## TASK REQUIREMENTS
Reproduce word for word the portion of the rendering equation text that begins at the words "In computer graphics, each" and stops after "colour and direction.".

## DOCUMENT TEXT
# Rendering Equation

In computer graphics, each colour is represented as a red, green and blue intensity.

When a light ray strikes a point on a surface, the light ray will undergo changes in colour and direction.

A rendering equation is used to colour a scene that is being displayed on a 2D viewport. The rendering formula is applied to a modeled scene when the scene is being projected onto a 2D viewport. The rendering equation is independent to the method of modelling.

Rendering equations range from those that produce very simple, but non-realistic looking, images up to those that produce complex, photo-realistic, looking images.

The interaction of the light ray and the point will cause the light ray to be reflected away from, and refracted into, the surface. The reflection and refraction is broken down into four classes:

• specular reflection;
• diffuse reflection;
• specular refraction;
• diffuse refraction.

We shall only deal with reflection of light.

The amount of influence of each effect is dependent upon the surface material and the wavelength of the light ray. Red, green and blue light will each interact independently with a surface.

## Surface Characteristics

If you stand back at an angle to the left and look in a mirror you will see objects, such as a chair, that are at an equal angle but to the right of the mirror. You can see the chair because light rays coming from the chair are specularly reflected by the mirror into your eyes. A light ray coming from the chair barely interacts with the mirror. The ray strikes the mirror and is reflected away. It retains the colour it had when it struck the mirror; that of the chair.

If, instead of a mirror, we were to look at a shiny piece of metal, such as copper, we would still see the chair. However, now the image would contain some copper colouring. The light ray has absorbed some of the copper's colour.

If we place a non-shiny surface, such as a piece of paper in the place of the mirror, we see only the colour of the paper. The light ray travelling from the chair was almost fully absorbed by the paper.

The colour of the reflected light ray, therefore, is dependent on the surface characteristics.

Similarly, all incident light rays interact with a surface before they are reflected and refracted.

## DATA SUPPLIED
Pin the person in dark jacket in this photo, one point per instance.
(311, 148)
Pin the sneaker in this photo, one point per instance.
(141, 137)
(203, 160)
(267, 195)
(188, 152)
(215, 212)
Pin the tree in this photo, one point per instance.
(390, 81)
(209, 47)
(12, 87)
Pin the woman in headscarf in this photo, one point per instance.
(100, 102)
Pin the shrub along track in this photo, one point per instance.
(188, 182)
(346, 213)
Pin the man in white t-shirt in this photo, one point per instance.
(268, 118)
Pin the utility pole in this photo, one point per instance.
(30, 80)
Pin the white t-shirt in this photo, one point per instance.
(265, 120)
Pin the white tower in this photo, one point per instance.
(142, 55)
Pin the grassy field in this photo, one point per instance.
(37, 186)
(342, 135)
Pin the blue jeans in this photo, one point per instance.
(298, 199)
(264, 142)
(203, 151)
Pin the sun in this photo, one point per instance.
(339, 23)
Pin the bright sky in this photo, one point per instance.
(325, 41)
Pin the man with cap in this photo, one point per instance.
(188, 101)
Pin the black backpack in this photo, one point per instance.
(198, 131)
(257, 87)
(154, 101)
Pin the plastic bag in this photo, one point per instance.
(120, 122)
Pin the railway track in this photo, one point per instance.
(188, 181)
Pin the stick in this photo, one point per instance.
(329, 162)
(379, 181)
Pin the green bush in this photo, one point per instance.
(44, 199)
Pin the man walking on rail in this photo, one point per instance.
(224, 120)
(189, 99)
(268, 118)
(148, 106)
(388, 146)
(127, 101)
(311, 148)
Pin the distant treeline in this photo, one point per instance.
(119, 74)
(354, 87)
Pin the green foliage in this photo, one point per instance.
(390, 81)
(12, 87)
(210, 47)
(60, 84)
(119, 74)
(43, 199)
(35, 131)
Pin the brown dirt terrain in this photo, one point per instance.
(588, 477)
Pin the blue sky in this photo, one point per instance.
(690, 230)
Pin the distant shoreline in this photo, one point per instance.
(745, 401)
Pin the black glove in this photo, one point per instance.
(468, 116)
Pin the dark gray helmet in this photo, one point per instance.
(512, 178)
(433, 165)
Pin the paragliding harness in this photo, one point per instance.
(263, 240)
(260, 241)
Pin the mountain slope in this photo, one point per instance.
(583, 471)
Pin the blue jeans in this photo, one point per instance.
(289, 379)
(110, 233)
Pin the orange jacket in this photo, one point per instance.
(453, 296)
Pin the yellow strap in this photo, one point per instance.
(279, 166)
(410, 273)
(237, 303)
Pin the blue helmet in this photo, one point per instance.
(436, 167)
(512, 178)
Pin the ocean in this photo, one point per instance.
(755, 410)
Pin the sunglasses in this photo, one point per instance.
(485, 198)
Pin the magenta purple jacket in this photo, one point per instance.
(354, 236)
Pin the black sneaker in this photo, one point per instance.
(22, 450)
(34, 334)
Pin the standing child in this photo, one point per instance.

## RESPONSE FOR THIS EXERCISE
In computer graphics, each colour is represented as a red, green and blue intensity.

When a light ray strikes a point on a surface, the light ray will undergo changes in colour and direction.